→ **STUDY QUESTIONS**:
1. List every crowdfunding platform the essay on polytheism in media names as a way to support creators.
2. In the essay on polytheism in media, what was the name of the writer's first podcast with Jim?

→ **SELECTED EXTRACT**:
BEGIN
My issue is not with fantasy, urban or otherwise, but with the treatment of Gods as mere characters for plot advancement. It seems many authors do not think through the impact that having many Gods takes on a people, most egregious in fantasy settings. A basic example is a story with a forest God in it. If there is a God of the forest it should make an impact on how the local village would interact with the forest and its denizens, festivals, etc. If polytheism is the default for a fantasy world it should have impact on how characters think, act, fight, fuck, marry, work, worship, raise kids (if they do) and express themselves. Many forms of media, not just genres of writing, could use some healthy polytheist mindsets and attitudes not only in terms of worldbuilding, but focus of plot, worldview of characters, and so on.

This kind of critique carries into any creative media where writing or messaging is a key factor. I do not just want more representation in media of polytheism, I want good representations of polytheisms in media. Whether a work of fiction takes place in our world or another, media does impact how we are perceived and does impact how we ourselves can see ourselves. As the saying goes, “Representation matters.”

Yet, we also need to be careful of taking too much of ourselves from media. Most media is made to sell. That which isn’t are often labors of love, thankfully more being supported through platforms like Patreon, YouCaring, GoFundMe, and similar. To my mind these platforms are powerful ways polytheists can support one another without resorting to dumbing down our ways of thought or the messages we may be asked through our work to bring into the world. Certainly, Bob Chipman and Lindsey Ellis use Patreon as their primary source of income so they can do their work on Youtube. Jim and I’s first podcast, The Jaguar and the Owl, had its costs taken care of by our Patreon supporters.

If we support polytheists in their various ways of making media then our media has more reach and better ability to actually be done and make an impact. An artist will be able to fully commit to their art because they are able to focus on it. An artist only able to do their art part-time because they have bills to pay with a full-time job will have a harder time producing consistent quality work. If we want quality work, whether that is art whether digital or physical, leatherwork, woodwork, yarnwork, video, the written or spoken word, music, workshops, audiobooks, or podcasts, we need to support that work.

A starving artist is one concentrating on trying to get their next meal rather than writing their next book, painting their next painting, or knitting their next project. People suffer more than enough just with the work needed to get to making quality media. This attitude that suffering should accompany media is actively unhealthy and halting a great many people who could be putting themselves to working on something of quality.

It is not just the media we passively consume that we need to be mindful of. We also need to be aware of the stories we tell ourselves. When I play D&D, Shadowrun, or a White Wolf game, I run each setting as a polytheist with polytheist assumptions. As much as D&D has contributed to folks thinking about God purely in terms of functionality, i.e. this is a God of Healing, even D&D has gotten better over the years for expanding on and giving the gods of their worlds mythology for characters and players to dig into. A creator god of the elves in the Faerun setting, Correllion, has an active conflict with Gruumsh, the creator god of orcs. This plays out into gameplay, potentially between player characters (PCs) and certainly between PCs and non-player characters (NPCs). At least since the beginning of 3rd edition, gods in D&D have become more fleshed out. Granted, they are still boiled down in stat blocks, being “God of this” and “Domains for clerics are this” and “alignment is this”. For instance, in alignment Corellion and Gruumsh are chaotic good and chaotic evil respectively.
END
→ **PROVIDED DATA**:
BEGIN
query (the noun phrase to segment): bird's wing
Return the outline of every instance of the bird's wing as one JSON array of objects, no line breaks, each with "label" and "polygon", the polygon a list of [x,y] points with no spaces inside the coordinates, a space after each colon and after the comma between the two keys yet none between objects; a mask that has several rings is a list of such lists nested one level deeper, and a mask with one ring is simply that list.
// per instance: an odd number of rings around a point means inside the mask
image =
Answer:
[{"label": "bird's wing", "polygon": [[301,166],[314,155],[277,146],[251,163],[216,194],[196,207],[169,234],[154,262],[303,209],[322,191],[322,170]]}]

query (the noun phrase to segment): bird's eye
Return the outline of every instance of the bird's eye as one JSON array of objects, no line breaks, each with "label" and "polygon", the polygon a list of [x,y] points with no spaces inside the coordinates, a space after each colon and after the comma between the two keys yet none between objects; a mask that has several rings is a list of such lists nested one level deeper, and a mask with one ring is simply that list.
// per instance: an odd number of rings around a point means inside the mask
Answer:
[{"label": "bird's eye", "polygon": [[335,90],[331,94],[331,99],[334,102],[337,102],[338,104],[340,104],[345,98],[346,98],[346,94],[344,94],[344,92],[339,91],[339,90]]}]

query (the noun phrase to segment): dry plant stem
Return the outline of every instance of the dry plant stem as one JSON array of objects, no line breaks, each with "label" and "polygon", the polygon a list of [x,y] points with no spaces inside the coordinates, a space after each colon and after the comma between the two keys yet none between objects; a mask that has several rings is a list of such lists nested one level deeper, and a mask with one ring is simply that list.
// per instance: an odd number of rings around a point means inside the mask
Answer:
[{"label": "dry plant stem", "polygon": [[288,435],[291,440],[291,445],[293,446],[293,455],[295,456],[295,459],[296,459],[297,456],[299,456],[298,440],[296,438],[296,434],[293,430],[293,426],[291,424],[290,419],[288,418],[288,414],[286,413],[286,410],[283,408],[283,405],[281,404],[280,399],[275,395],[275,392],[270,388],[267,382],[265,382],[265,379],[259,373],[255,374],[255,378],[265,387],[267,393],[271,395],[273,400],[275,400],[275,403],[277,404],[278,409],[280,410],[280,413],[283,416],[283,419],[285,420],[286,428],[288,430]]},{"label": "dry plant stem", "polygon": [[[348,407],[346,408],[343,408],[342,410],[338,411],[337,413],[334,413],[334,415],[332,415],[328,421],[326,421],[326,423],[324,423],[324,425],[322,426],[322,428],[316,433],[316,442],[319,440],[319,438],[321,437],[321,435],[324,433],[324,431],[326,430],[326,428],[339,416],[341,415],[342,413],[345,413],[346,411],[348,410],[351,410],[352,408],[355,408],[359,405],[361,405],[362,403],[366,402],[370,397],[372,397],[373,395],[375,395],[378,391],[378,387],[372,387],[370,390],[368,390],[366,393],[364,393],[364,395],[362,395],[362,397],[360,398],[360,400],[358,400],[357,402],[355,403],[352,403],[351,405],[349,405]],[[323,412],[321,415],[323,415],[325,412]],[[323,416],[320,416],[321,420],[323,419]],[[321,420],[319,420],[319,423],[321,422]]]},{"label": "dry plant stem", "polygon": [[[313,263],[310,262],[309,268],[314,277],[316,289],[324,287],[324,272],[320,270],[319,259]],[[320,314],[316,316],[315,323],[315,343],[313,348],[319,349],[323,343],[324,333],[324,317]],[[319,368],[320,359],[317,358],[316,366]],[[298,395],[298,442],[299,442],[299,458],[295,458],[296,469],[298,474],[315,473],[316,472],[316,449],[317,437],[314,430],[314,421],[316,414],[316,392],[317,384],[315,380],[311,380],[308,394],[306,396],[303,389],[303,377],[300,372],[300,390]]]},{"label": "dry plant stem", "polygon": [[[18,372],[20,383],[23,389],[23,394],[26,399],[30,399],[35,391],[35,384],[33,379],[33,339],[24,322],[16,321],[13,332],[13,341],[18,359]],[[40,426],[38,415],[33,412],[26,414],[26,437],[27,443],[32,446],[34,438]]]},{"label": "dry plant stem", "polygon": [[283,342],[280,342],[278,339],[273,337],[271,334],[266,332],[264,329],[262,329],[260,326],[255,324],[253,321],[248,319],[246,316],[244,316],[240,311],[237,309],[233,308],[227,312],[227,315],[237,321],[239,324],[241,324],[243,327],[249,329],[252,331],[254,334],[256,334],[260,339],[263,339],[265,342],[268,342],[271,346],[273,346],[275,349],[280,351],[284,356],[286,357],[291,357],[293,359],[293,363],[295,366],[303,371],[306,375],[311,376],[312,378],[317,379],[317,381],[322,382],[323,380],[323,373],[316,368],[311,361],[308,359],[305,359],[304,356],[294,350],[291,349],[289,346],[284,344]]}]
END
→ **REPLIES**:
1. Patreon, YouCaring, GoFundMe

2. The Jaguar and the Owl